• _What the exercise asks_
Please write out every line of the records below exactly as they appear, leaving out the pictures.

• _Raw data_

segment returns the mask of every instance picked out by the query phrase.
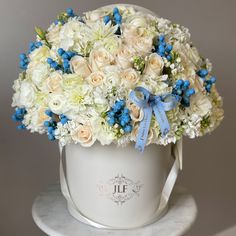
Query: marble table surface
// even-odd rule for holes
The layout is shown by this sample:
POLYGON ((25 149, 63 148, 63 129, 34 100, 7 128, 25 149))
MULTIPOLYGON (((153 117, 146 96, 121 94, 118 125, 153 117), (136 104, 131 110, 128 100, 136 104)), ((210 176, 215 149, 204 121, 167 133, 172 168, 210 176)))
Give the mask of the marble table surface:
POLYGON ((197 206, 186 189, 175 187, 168 212, 156 223, 132 230, 96 229, 75 220, 59 185, 52 185, 35 199, 32 214, 37 226, 50 236, 180 236, 194 223, 197 206))

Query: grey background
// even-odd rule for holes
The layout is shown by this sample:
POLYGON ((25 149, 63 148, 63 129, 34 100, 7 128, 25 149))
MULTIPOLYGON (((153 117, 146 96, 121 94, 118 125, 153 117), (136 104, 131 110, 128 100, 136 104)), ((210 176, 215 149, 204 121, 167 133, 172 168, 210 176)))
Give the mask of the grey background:
MULTIPOLYGON (((18 54, 67 7, 80 13, 117 1, 0 0, 0 235, 42 236, 31 217, 34 198, 58 180, 58 149, 46 136, 16 131, 10 116, 18 54)), ((198 219, 186 236, 214 235, 236 224, 235 55, 236 1, 120 1, 156 11, 190 28, 200 52, 211 59, 224 97, 225 119, 213 135, 184 140, 179 184, 195 196, 198 219)))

• _Exercise output_
segment returns the mask of every instance picked out by the query phrase.
Query: marble table surface
// even-odd rule for holes
The layout is shown by this sample:
POLYGON ((25 149, 63 148, 63 129, 34 100, 7 128, 25 149))
MULTIPOLYGON (((153 117, 146 96, 121 94, 118 125, 153 117), (136 104, 131 110, 128 100, 136 104)), ((210 176, 215 149, 204 121, 167 133, 172 168, 210 176)))
Give the mask of the marble table surface:
POLYGON ((197 206, 186 189, 175 187, 168 212, 156 223, 132 230, 96 229, 75 220, 59 185, 52 185, 35 199, 32 214, 37 226, 50 236, 180 236, 194 223, 197 206))

Query: grey background
// even-odd rule for holes
The layout is shown by this sample:
POLYGON ((25 149, 63 148, 63 129, 34 100, 7 128, 25 149))
MULTIPOLYGON (((153 117, 146 96, 121 94, 118 125, 153 117), (136 104, 131 110, 128 100, 136 104)), ((210 176, 215 149, 204 121, 167 133, 172 168, 210 176)))
Give the mask of the grey background:
MULTIPOLYGON (((18 54, 67 7, 80 13, 117 1, 0 0, 0 235, 42 236, 31 217, 34 198, 58 180, 58 149, 46 136, 16 131, 10 116, 18 54)), ((198 219, 186 236, 214 235, 236 224, 235 55, 236 1, 120 1, 156 11, 190 28, 200 52, 211 59, 224 97, 225 119, 213 135, 184 140, 179 184, 195 196, 198 219)))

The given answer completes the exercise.